_Provided passage_
No binding on the poly LCA bushings. You just got to tighten after you pre-load the chassis. They do squeak in real cold days. But I dont mind =)
Do it in peices man. Thats what I had to do.
Got the Lakewood rear LCAs and Adj Panhard first. They were the chapest I could find at the time. I plan on selling them. I just picked up a set of Adj Spohn LCAs from another member a few months back and am looking to get a Black Spohn Adj/Poly Panhard to match them.
I bought the G.West wonderbar and installed at some point in between.
I installed new drag link, inner and outter tie rods and idler arm at some point seperate.
I got the Eibach ProKit from a buddy. He had never used the front springs since his car was orig a 3.1 and had a 355 in it. So the front was lowered from the extra engine weight. I saved up for the SSBC rotor/pad kit, Energy Poly LCA front bushings, Moog lower ball joints and Spohn upper strut mounts. Also got Earls Hyperfirm lines. Did that job in a weekend.

_Dataset excerpt_

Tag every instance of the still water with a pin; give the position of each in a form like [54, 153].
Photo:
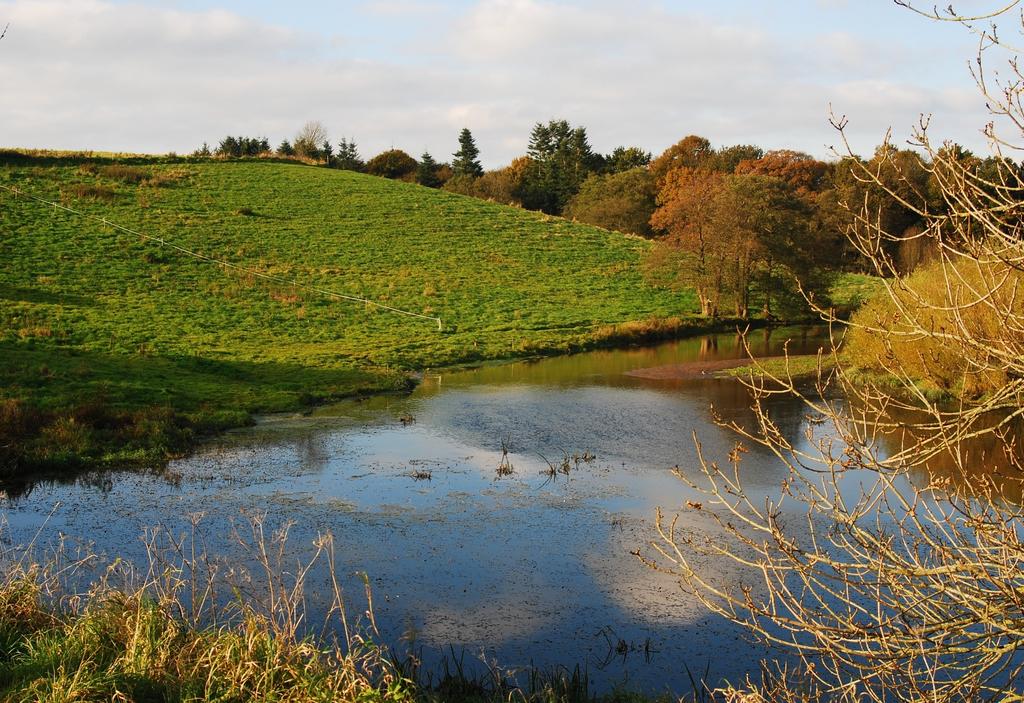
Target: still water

_Challenges_
**a)** Answer these about the suspension post, one line each:
(i) What brand were the rear LCAs and adjustable Panhard bought first?
(ii) Who supplied the Eibach ProKit?
(iii) In what conditions do the poly LCA bushings squeak?
**b)** Reproduce the suspension post word for word from "I bought the" to "some point seperate.".

_Results_
**a)**
(i) Lakewood
(ii) A buddy
(iii) On real cold days

**b)**
I bought the G.West wonderbar and installed at some point in between.
I installed new drag link, inner and outter tie rods and idler arm at some point seperate.